- [Document excerpt]:
# Ez Kut Drill



## Allen Oliver (Sep 30, 2015)

Going to order me one tomorrow. What size and length bolts do I need to get? I know that they need to be grade 8 bolts right? Any advice from y'all would be appreciated. Waiting on a Hawk Loc On that I ordered that weighs in at 11 pounds and has two receiver brackets with it. Plan on drilling some trees and using the Loc On this year.


----------



## chenryiv (Oct 1, 2015)

Great tool for your  hunting arsenal. I use 6in grade 8 bolt.

http://forum.gon.com/showthread.php?t=770670


----------



## bowhunterdavid (Oct 1, 2015)

6 inch 3/8 bolts. I have a EZ kut drill but if im on a lease I will use a cordless drill with a sling attached to it, much quicker. Also if you can find a tree saddle they are the ticket for packing in over a lock on, folds up in my bad lands pack. You can find them on ebay are archery talk from time to time for about 200 bucks.

- [Records supplied]:
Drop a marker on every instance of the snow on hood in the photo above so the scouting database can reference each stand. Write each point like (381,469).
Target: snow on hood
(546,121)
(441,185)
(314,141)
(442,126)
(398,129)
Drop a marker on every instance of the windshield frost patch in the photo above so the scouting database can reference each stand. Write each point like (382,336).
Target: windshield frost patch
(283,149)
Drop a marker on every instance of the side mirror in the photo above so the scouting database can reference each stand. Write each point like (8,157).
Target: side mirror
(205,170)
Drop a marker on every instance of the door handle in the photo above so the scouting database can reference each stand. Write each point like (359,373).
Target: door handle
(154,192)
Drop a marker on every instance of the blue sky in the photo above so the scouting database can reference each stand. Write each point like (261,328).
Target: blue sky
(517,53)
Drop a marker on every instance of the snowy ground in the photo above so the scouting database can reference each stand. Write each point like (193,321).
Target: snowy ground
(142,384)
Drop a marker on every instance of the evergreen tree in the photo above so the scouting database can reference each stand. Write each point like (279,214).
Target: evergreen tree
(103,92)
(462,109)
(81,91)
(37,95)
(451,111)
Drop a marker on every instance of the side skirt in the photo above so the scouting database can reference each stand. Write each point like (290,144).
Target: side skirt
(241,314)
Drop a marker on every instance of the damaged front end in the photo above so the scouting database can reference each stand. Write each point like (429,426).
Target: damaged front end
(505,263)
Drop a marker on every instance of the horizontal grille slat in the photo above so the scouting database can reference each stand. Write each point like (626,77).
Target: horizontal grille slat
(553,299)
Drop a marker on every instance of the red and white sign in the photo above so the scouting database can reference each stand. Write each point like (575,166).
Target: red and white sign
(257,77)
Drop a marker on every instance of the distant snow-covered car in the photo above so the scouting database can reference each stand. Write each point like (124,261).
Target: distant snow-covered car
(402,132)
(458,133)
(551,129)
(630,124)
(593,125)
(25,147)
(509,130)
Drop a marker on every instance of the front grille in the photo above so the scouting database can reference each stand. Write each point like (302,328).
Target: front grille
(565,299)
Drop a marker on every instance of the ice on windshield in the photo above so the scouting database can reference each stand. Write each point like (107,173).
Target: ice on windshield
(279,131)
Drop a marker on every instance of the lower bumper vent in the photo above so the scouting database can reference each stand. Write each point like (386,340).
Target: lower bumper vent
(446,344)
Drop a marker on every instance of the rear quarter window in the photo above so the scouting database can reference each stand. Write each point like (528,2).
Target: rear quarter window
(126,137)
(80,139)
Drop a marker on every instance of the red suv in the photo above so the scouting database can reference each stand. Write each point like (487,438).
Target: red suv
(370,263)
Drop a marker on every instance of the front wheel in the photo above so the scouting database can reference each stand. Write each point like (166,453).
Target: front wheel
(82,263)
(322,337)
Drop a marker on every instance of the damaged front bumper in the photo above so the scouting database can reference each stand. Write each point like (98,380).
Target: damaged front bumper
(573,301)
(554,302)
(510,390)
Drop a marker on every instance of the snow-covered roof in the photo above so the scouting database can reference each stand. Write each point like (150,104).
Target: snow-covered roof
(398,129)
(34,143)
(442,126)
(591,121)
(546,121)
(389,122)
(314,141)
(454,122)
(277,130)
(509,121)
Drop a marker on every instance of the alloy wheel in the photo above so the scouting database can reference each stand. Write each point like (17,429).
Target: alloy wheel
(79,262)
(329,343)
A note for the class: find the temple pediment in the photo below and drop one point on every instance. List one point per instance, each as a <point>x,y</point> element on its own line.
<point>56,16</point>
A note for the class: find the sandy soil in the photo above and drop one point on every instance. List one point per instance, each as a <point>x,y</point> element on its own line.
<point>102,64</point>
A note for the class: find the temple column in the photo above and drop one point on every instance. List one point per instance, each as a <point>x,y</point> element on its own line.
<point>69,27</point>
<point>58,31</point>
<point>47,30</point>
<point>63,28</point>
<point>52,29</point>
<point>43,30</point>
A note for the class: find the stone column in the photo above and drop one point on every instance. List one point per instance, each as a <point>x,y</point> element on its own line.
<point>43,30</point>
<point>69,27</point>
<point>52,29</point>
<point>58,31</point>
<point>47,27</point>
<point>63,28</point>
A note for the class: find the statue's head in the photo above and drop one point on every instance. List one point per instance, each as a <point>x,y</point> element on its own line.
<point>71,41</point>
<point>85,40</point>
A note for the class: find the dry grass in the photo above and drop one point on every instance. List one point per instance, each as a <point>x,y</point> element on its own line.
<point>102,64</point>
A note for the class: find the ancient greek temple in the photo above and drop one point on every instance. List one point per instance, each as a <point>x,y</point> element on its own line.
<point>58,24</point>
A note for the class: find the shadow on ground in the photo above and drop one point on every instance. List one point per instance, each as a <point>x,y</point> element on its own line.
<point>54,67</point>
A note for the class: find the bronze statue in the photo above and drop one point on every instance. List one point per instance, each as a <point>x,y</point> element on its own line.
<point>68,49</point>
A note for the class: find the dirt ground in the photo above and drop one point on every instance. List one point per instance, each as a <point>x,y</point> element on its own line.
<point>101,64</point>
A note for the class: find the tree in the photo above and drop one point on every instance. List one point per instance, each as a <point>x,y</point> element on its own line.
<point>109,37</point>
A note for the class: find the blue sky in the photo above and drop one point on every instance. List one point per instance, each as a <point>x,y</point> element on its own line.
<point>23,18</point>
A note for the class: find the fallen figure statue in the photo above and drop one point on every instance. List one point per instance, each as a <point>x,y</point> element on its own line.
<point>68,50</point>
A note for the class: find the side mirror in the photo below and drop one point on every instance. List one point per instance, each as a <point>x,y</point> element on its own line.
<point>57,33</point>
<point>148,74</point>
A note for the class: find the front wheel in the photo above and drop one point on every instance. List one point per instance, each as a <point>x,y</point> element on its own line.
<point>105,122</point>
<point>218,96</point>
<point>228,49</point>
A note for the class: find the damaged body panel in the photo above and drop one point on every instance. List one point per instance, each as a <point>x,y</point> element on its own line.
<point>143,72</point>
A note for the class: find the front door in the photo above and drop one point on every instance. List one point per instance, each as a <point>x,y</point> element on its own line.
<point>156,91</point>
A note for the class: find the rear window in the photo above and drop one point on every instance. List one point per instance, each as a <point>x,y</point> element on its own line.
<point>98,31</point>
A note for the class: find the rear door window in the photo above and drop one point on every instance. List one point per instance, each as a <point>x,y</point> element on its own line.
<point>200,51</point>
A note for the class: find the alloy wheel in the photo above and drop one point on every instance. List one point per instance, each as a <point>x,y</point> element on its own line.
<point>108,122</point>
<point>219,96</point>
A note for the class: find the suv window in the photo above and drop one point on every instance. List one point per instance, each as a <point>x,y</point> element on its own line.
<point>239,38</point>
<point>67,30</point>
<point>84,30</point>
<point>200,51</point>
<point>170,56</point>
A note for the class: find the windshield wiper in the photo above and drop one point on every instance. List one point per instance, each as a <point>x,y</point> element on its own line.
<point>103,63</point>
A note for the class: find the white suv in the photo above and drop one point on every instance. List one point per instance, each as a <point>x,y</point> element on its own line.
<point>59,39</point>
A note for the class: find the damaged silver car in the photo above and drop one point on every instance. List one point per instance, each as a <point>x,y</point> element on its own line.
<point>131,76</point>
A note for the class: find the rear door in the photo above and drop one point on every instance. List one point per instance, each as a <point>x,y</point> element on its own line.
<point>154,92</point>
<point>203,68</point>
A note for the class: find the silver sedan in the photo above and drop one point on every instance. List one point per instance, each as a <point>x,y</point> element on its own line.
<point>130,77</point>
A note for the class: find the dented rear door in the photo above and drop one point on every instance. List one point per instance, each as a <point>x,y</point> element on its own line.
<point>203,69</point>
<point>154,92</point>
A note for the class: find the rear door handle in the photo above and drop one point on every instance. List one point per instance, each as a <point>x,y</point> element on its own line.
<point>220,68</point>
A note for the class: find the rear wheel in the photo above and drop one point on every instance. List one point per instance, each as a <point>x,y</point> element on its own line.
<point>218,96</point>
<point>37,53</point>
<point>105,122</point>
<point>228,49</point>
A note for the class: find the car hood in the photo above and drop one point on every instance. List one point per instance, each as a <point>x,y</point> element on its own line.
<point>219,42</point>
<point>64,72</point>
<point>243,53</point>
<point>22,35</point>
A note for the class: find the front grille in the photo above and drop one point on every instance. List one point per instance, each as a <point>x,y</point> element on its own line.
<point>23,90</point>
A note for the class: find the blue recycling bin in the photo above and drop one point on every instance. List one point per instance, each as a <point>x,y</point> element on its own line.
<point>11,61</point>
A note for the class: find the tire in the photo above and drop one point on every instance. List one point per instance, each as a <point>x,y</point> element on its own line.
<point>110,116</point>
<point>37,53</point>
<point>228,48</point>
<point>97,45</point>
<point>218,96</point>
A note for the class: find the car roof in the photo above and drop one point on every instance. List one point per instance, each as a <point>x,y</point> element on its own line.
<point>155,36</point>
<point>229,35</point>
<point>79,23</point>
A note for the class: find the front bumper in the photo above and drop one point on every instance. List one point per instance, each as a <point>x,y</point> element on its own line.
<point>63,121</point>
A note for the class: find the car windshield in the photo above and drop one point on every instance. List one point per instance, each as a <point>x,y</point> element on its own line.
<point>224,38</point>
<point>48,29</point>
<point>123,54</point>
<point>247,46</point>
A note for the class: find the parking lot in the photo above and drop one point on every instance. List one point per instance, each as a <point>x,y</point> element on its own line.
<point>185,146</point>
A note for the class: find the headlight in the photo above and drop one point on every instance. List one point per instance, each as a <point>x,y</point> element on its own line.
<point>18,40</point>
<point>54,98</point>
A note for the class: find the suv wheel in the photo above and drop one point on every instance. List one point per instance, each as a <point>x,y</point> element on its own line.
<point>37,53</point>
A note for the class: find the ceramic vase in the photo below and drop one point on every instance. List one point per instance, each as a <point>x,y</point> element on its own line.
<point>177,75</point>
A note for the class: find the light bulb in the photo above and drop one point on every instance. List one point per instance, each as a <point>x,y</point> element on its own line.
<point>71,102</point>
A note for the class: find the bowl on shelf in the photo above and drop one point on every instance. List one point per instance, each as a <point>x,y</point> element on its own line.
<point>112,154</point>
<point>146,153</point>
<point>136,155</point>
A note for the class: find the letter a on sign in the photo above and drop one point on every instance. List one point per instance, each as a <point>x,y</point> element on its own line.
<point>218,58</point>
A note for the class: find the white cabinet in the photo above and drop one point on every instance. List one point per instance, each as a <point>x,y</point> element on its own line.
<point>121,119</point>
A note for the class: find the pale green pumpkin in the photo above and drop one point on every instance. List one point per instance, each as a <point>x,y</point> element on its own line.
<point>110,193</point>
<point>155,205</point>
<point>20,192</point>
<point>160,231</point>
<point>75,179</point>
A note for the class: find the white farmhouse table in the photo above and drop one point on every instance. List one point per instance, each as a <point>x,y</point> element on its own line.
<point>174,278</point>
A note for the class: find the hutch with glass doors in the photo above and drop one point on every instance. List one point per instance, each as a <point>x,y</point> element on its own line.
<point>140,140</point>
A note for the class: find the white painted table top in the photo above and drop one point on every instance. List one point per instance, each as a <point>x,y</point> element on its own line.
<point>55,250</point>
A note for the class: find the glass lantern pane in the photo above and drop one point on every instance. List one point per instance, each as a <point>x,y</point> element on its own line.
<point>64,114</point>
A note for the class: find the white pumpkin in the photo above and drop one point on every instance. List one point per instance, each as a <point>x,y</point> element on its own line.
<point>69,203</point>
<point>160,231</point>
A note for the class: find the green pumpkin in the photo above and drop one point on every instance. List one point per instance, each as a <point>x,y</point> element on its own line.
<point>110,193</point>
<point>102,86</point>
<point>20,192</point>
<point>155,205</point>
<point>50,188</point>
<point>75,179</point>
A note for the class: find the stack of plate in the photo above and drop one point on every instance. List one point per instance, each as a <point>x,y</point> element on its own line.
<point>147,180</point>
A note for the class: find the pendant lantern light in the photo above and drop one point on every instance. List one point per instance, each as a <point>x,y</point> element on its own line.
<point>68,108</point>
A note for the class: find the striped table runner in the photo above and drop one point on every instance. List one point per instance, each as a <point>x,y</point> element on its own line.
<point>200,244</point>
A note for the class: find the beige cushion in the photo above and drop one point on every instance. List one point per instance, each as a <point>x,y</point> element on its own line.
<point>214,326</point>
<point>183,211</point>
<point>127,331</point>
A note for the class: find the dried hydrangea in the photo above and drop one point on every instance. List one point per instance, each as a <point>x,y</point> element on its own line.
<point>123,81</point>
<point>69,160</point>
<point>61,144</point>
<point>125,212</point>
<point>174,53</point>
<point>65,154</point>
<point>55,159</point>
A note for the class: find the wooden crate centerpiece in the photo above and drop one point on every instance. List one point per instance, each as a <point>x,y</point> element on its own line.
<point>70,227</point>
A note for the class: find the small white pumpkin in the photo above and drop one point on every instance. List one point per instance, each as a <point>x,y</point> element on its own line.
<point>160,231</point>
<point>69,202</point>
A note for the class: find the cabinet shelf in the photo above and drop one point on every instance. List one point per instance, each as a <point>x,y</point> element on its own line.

- [Instruction 1]: In the Ez Kut drill thread, how much does the Hawk Loc On that Allen Oliver ordered weigh?
- [Instruction 2]: Carry on the forum thread about the Ez Kut drill, starting after its final post.

- [Task response 1]: 11 pounds.

- [Task response 2]:
----------



## Jake Allen (Oct 1, 2015)

These look like they will work;


----------



## beaulesye10 (Oct 1, 2015)

Allen,

I got a dozen left over you can have if you want to give it whirl, they were the ones i carried last year some need a new dip but all and all still in fine working order. I just wanted to change to my back ups so I didn't have to re dip them. If not I just purchased a dozen of these for a friend to use on a tree I drilled for him to hunt in his back yard.

Give me a call you know I love these drill and bolt system.

https://www.boltdepot.com/Product-Details.aspx?product=627

Great bolt and better price.


----------



## SELFBOW (Oct 1, 2015)

I like mine and I've got three 10# loc ons.


----------



## JBranch (Oct 1, 2015)

I've got a 10# loc on too that's not in use......


----------



## John Cooper (Oct 1, 2015)

Yep I have a woodpecker drill.... pre EZ cut..... and a loc on windwalker. ... I use a cordless drill now it's a lot faster.


----------



## WarrenWomack (Oct 1, 2015)

I buy my (3/8- 16 X 6 HX HD Bolt J429, Gr 8 Zinc, part # 37C600BHX8Z) bolts from http://www.deltabolt.com/ for $0.56 a bolt.


----------



## Allen Oliver (Oct 1, 2015)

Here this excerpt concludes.